Gather every line of the material that contains the string "wheel" and copy each one out in full.

(Saved data entries)
— begin —

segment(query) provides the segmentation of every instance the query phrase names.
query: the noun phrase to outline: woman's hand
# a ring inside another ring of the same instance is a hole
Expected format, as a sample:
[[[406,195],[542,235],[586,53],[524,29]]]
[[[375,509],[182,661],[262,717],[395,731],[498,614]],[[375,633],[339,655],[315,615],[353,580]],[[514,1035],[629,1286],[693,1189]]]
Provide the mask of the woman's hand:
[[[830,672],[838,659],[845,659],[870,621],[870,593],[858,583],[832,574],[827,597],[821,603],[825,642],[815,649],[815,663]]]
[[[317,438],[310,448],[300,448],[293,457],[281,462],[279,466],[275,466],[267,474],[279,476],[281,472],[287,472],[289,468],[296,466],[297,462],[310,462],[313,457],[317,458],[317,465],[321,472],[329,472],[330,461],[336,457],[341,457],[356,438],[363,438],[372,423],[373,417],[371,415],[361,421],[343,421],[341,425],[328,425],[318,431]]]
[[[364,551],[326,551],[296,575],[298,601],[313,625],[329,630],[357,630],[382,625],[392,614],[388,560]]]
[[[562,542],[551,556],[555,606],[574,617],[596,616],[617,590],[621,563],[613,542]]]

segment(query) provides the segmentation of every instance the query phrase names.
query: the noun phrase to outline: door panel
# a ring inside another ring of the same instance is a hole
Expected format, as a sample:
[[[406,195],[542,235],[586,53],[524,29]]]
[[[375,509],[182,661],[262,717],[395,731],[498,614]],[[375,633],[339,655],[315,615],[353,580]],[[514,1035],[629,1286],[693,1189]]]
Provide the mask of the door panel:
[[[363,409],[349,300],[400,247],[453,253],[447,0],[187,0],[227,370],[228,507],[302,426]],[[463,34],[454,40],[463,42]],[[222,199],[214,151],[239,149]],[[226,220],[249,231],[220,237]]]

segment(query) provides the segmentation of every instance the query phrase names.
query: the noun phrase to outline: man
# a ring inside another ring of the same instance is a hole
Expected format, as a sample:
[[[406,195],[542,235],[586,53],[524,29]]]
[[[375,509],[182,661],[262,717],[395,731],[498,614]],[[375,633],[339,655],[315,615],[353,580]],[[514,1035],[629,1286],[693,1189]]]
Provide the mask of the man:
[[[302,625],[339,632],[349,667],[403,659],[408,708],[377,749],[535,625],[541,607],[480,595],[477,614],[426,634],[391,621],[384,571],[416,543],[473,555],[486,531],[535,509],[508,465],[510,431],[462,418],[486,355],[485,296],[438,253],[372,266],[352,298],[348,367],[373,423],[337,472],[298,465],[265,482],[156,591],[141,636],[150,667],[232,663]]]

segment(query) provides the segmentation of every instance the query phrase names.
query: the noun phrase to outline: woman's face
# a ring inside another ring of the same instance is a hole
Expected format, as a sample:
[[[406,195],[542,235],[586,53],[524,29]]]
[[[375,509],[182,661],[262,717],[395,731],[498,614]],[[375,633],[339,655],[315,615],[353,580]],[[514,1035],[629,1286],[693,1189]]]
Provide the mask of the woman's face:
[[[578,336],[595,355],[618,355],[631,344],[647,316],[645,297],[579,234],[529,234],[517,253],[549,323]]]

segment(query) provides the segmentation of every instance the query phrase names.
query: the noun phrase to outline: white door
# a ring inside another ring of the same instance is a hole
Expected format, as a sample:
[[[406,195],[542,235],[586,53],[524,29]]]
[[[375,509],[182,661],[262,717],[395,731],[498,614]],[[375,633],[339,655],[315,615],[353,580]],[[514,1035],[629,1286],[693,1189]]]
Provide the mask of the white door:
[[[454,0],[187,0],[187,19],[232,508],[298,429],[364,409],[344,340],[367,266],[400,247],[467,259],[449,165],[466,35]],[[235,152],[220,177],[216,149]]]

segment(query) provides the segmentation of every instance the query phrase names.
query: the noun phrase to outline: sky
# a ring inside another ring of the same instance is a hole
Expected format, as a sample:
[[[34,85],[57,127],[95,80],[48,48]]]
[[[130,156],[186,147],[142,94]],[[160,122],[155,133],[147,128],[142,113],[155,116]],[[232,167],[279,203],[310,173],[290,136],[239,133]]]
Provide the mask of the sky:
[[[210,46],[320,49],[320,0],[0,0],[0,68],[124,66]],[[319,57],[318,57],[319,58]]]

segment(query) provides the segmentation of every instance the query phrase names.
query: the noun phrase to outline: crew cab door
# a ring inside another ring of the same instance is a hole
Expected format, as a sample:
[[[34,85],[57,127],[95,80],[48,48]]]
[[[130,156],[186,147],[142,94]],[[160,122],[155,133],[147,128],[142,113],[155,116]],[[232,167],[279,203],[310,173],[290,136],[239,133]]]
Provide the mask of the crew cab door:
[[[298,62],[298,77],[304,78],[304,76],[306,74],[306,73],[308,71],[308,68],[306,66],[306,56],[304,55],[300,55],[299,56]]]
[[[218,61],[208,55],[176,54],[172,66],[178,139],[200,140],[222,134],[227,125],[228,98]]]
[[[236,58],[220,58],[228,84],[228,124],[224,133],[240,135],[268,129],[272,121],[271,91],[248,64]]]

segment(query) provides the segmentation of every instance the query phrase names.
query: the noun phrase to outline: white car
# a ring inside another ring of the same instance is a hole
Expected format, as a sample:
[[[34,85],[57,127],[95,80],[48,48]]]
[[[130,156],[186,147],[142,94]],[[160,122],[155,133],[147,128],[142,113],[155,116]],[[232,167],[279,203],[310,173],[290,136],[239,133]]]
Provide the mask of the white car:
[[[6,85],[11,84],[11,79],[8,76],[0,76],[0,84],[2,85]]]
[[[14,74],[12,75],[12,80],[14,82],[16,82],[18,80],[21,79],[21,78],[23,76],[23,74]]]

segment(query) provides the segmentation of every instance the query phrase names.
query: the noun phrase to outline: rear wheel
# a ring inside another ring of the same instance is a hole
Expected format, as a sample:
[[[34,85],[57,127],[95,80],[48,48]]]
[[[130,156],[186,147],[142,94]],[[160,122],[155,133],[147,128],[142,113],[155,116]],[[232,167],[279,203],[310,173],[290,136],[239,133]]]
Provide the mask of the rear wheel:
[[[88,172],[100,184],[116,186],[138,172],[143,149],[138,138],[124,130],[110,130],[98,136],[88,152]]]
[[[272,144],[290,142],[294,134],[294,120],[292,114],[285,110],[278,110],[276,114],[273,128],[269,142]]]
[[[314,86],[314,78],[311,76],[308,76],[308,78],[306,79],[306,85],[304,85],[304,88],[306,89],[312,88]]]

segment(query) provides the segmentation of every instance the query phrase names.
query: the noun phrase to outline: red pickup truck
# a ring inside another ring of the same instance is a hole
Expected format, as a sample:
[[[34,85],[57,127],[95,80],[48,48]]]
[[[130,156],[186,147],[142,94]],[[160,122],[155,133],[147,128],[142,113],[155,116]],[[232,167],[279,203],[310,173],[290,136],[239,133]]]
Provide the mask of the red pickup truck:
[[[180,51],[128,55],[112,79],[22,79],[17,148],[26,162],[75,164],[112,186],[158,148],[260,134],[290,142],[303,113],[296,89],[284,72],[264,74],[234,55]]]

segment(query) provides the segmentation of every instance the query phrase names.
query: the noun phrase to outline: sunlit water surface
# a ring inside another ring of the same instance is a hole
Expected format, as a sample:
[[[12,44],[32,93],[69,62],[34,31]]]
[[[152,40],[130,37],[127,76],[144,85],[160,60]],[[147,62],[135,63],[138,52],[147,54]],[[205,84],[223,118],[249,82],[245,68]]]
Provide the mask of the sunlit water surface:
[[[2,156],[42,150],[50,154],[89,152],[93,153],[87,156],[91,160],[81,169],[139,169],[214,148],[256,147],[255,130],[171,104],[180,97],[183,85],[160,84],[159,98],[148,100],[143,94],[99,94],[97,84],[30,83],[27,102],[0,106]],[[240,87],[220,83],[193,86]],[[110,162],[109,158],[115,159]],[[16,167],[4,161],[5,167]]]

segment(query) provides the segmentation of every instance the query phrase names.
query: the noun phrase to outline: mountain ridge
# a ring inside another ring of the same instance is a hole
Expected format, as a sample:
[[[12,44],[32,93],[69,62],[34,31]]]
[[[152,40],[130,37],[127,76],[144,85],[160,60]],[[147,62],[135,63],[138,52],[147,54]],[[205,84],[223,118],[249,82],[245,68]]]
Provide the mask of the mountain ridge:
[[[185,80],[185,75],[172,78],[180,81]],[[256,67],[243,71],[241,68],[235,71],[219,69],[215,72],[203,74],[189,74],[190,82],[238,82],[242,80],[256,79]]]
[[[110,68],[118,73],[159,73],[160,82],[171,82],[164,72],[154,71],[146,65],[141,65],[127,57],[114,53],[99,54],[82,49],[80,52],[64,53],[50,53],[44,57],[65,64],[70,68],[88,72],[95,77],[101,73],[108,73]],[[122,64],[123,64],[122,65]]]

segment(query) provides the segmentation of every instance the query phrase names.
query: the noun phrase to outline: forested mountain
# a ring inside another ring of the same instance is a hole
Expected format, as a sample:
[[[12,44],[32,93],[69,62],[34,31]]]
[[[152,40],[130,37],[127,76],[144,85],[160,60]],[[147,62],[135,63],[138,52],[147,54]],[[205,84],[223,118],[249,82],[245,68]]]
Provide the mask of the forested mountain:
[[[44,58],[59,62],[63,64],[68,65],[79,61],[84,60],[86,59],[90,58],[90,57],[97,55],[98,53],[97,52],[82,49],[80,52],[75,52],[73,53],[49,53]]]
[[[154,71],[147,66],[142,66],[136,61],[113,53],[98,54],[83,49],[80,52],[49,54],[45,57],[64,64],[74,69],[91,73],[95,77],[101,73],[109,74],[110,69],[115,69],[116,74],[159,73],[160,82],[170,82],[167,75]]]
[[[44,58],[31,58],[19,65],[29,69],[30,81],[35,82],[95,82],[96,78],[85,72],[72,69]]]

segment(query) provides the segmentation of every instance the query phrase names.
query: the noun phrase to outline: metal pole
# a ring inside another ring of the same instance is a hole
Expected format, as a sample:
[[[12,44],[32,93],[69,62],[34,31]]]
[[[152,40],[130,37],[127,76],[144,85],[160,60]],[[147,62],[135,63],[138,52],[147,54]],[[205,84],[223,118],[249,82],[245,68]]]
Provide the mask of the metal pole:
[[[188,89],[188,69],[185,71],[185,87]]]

— end —

■ SOLUTION
query: the noun phrase to outline: rear wheel
Provide the mask of the rear wheel:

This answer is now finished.